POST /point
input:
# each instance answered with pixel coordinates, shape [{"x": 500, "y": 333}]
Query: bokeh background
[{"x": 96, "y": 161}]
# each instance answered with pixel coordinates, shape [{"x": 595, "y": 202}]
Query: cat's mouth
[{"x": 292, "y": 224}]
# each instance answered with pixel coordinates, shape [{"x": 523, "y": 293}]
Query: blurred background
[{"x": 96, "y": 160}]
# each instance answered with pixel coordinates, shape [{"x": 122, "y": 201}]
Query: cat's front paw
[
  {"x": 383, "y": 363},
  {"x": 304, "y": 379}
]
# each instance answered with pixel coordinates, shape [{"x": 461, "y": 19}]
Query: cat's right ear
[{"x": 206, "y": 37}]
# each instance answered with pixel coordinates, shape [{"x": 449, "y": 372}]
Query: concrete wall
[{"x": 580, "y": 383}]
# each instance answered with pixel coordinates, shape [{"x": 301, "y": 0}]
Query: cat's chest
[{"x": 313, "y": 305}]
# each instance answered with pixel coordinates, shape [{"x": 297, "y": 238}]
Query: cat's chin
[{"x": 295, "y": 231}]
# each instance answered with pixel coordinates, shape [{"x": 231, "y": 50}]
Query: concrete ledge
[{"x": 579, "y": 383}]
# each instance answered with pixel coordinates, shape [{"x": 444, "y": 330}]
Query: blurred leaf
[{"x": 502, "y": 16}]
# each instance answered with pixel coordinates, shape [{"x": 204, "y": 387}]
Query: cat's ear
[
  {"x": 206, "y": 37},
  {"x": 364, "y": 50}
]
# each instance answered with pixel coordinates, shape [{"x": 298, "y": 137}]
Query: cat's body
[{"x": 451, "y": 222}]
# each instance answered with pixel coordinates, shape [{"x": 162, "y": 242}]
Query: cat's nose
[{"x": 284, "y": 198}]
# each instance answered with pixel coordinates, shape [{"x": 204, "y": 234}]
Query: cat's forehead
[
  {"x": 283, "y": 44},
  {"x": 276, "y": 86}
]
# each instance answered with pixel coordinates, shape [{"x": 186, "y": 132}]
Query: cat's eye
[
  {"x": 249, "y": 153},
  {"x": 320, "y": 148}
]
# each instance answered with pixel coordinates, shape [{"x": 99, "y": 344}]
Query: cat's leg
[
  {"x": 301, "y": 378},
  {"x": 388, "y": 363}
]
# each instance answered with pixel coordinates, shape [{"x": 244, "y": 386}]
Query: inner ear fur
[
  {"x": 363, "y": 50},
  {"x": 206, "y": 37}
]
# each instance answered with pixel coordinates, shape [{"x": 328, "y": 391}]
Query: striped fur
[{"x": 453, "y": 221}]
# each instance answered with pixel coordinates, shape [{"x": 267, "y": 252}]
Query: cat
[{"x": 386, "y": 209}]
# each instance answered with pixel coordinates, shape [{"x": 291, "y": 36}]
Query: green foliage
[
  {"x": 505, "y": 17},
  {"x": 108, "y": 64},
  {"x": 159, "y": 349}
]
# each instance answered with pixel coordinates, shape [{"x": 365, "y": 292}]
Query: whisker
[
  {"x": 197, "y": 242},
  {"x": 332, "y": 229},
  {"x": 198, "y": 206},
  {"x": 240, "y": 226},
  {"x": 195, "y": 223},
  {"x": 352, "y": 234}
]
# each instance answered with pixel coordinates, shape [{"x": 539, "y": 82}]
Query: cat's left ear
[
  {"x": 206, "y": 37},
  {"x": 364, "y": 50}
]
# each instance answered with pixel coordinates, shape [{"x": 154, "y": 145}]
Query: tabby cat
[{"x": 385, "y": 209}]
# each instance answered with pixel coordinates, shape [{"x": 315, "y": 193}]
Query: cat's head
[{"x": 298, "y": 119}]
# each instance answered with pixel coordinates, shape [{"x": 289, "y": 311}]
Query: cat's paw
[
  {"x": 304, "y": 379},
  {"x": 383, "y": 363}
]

● ● ●

Write the data from above out again, exactly.

▸ **CORRECT RESPONSE**
POST /point
input:
# each instance answered with pixel coordinates, shape [{"x": 500, "y": 333}]
Query: bokeh background
[{"x": 96, "y": 161}]
# each instance answered with pixel coordinates, shape [{"x": 595, "y": 202}]
Query: cat's mouth
[{"x": 292, "y": 224}]
# each instance answered with pixel coordinates, shape [{"x": 523, "y": 293}]
Query: blurred background
[{"x": 96, "y": 160}]
# each instance answered with pixel coordinates, shape [{"x": 122, "y": 201}]
Query: cat's front paw
[
  {"x": 383, "y": 363},
  {"x": 304, "y": 379}
]
# each instance answered with pixel coordinates, shape [{"x": 461, "y": 19}]
Query: cat's right ear
[{"x": 206, "y": 37}]
# each instance answered with pixel coordinates, shape [{"x": 449, "y": 372}]
Query: concrete wall
[{"x": 580, "y": 383}]
# each instance answered with pixel coordinates, shape [{"x": 301, "y": 0}]
Query: cat's chest
[{"x": 313, "y": 305}]
# each instance answered with pixel coordinates, shape [{"x": 297, "y": 238}]
Query: cat's chin
[{"x": 295, "y": 231}]
# each instance answered with pixel coordinates, shape [{"x": 231, "y": 50}]
Query: concrete ledge
[{"x": 579, "y": 383}]
# each instance answered with pixel coordinates, shape [{"x": 444, "y": 330}]
Query: blurred leaf
[{"x": 502, "y": 16}]
# each instance answered with pixel coordinates, shape [{"x": 204, "y": 387}]
Query: cat's ear
[
  {"x": 206, "y": 37},
  {"x": 364, "y": 50}
]
# each instance answered with pixel coordinates, shape [{"x": 298, "y": 137}]
Query: cat's body
[{"x": 451, "y": 222}]
# each instance answered with pixel coordinates, shape [{"x": 162, "y": 242}]
Query: cat's nose
[{"x": 284, "y": 198}]
# each instance answered with pixel coordinates, shape [{"x": 204, "y": 234}]
Query: cat's forehead
[
  {"x": 283, "y": 44},
  {"x": 276, "y": 86}
]
# each instance answered with pixel coordinates, shape [{"x": 186, "y": 132}]
Query: cat's eye
[
  {"x": 249, "y": 153},
  {"x": 320, "y": 148}
]
# each instance answered with pixel coordinates, shape [{"x": 99, "y": 344}]
Query: cat's leg
[
  {"x": 301, "y": 378},
  {"x": 388, "y": 363}
]
# each instance answered with pixel coordinates, shape [{"x": 244, "y": 386}]
Query: inner ear fur
[
  {"x": 363, "y": 50},
  {"x": 206, "y": 37}
]
# each instance answered with pixel coordinates, shape [{"x": 328, "y": 391}]
Query: striped fur
[{"x": 453, "y": 221}]
# each instance answered with pixel coordinates, shape [{"x": 267, "y": 252}]
Query: cat
[{"x": 386, "y": 209}]
# each instance answered with pixel coordinates, shape [{"x": 291, "y": 36}]
Query: green foliage
[
  {"x": 505, "y": 17},
  {"x": 108, "y": 64},
  {"x": 159, "y": 349}
]
# each instance answered with pixel coordinates, shape [{"x": 365, "y": 292}]
Query: whisker
[
  {"x": 197, "y": 242},
  {"x": 332, "y": 229},
  {"x": 198, "y": 206},
  {"x": 240, "y": 226},
  {"x": 195, "y": 223},
  {"x": 352, "y": 234}
]
# each instance answered with pixel coordinates, shape [{"x": 539, "y": 82}]
Query: cat's left ear
[
  {"x": 206, "y": 37},
  {"x": 364, "y": 50}
]
# each instance answered with pixel coordinates, shape [{"x": 154, "y": 145}]
Query: tabby cat
[{"x": 385, "y": 209}]
# each instance answered with pixel coordinates, shape [{"x": 315, "y": 193}]
Query: cat's head
[{"x": 298, "y": 119}]
# each instance answered with pixel coordinates, shape [{"x": 289, "y": 311}]
Query: cat's paw
[
  {"x": 304, "y": 379},
  {"x": 383, "y": 363}
]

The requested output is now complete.